11. Só assim se tem uma
visão de conjunto, e não parcial, das exigências do homem, cuja alma imortal se
prepara para, depois da prova, atingir o seu eterno destino. Isto impõe graves
deveres quer ao homem particular, quer à sociedade em que ele vive. Os
interesses deste mundo não devem, com efeito, oprimir a verdade, a justiça, a
eqüidade, nas relações com o próximo. Apagamos a luz dos céus tanto negando a
Deus como suprimindo direta ou indiretamente nosso próprio irmão, ou
desconhecendo os direitos inalienáveis da sua natureza de pessoa livre e da sua
vocação cristã.
12. A expectativa do
concílio ecumênico exige, pois, um mais decidido esforço de justiça individual
e social, um empenho mais generoso de caridade, um dom jubiloso de si mesmo
para o bem comum, a fim de que uma ordem mais eqüitativa nas relações
familiares, sociais e internacionais possa progredir, para vantagem de toda a
humanidade.
13. III. Enfim, promete o
Senhor o dom do alto, o Paráclito Consolador, por ele enviado e pelo Pai:
"Recebereis uma força, a do Espírito Santo, que descerá sobre vós"
(At 1,8).
O grande tema, a grande
força, o nosso único verdadefiro recurso é este: a graça, dizemos, que nos faz
santos, e à qual inúmeras graças eficazes precedem e seguem. Isto, por certo, é
de máxima importância e peso, a saber: que as almas dos homens cristãos, em
realidade e em verdade renascentes, se renovem interiormente. Porque, se isto
faltar de todo, o concílio ecumênico carecerá dos frutos esperados. Donde
facilmente se compreende quão necessário seja que os fiéis dirijam a Deus
preces mais esforçadas, e pelo uso mais freqüente dos sacramentos permeiem
totalmente seus pensamentos, costumes, enfim sua vida toda, e para os bens
supremos os dirijam e os convertam, de modo que deles imbuam a mente e a
vontade, juízos e propósitos, expressões várias e múltiplas da atividade
humana: profissões, cultura, trabalho manual.

• • • • •

_Exercício proposto A_
Informe quantas linhas dos registros contêm a palavra "below", respondendo somente com o número.
Os registros não guardam relação alguma com o trecho.

• • • • •

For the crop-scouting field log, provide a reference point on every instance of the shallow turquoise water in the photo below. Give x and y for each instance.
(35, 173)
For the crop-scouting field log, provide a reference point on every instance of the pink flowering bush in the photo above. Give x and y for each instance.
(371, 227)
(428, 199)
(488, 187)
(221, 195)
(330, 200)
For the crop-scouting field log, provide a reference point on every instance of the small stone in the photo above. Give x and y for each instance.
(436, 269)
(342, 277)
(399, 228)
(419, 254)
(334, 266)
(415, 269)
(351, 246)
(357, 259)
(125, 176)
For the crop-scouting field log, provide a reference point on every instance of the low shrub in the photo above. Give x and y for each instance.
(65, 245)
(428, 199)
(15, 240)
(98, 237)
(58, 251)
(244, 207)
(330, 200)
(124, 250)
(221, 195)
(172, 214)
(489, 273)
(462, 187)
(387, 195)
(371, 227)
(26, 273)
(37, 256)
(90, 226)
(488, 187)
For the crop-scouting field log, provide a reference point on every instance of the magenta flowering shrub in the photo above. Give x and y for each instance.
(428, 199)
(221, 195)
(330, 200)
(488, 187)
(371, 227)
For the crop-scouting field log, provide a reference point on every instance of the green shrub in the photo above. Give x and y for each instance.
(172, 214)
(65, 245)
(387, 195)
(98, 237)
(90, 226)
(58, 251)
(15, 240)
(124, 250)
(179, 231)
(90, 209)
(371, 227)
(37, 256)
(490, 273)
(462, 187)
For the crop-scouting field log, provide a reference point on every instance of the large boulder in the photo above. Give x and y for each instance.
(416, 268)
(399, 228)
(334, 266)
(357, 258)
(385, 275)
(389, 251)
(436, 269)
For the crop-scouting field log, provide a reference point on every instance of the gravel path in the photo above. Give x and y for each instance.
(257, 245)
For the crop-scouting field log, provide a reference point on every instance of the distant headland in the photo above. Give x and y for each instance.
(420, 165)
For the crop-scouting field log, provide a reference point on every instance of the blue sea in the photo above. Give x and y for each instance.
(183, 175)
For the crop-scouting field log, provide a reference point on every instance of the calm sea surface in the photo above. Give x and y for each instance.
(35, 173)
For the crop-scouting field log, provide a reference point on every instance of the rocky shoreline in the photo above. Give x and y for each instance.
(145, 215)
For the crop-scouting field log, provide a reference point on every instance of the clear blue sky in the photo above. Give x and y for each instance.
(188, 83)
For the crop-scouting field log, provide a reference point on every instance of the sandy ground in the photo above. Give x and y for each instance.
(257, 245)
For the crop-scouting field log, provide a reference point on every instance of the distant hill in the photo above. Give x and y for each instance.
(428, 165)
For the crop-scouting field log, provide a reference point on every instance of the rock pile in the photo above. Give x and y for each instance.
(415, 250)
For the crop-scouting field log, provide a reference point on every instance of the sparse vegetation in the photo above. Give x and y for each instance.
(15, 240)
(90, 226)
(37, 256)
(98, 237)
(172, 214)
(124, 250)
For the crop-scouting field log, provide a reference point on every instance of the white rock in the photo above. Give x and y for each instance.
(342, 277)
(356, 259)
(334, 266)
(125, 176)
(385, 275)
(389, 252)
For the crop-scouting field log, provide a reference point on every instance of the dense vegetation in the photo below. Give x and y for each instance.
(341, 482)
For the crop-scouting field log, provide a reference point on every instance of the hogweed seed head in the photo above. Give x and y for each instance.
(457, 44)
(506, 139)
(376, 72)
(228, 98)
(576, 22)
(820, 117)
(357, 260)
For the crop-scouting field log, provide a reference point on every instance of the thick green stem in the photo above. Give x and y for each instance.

• • • • •

_Exercício proposto B_
Retome o trecho sobre o concílio ecumênico e dê-lhe continuidade a partir de sua última frase.

_Resposta A_
2

_Resposta B_
14. É, essa, ainda e
sempre, a visão cristã do mundo, tão bem resumida pelas palavras de nosso
predecessor s. Gregório Magno, como as propusemos aos amados filhos da nossa
diocese de Roma: "aspirar à pátria celeste; dominar os instintos do corpo;
renunciar à glória do mundo; não desejar as coisas dos outros; doar
generosamente do que se tem".(2)
Para este programa de vida
espiritual é necessária a força do Espírito Santo, que infunda nas almas uma
fiel correspondência às inspirações celestes. E, se todos os nossos amados
filhos quiserem distinguir-se nesse empenho ardente, dúvida não nos pode restar
de que o concílio seja verdadeiramente o novo pentecostes, a maravilhosa
floração de graça que o nosso coração pressago espera.
15. Veneráveis irmãos e
amados filhos! O mês de maio oferece ocasião propícia para uma preparação assim
tão séria e intensa. Renovando a união unânime de oração em torno de Maria, Mãe
de Jesus, seja ele passado com particular intensidade de afeto, nas diversas
formas que a piedade popular reveste em cada região. "E o Rosário de
Maria, oh! que belo ramalhete de flores seria sempre, entre todas estas
variações de ternuras e de aflições piedosamente entrelaçadas, meditando e
invocando a cara Mãe celeste!"(3)
16. Mas o bendito rosário
de Maria é a devoção própria dos sacerdotes; e queremos propor-lhes como
exemplo a imitar s. João Maria Vianney, o santo cura d'Ars, que gostamos de
contemplar, comovido, enquanto com singular piedade o rosário se lhe escorre
nas mãos. Possam os sacerdotes tirar deste exemplo estímulo para alcançar uma
santidade digna da sua vocação; vocação que Deus deu para promover a salvação
das almas.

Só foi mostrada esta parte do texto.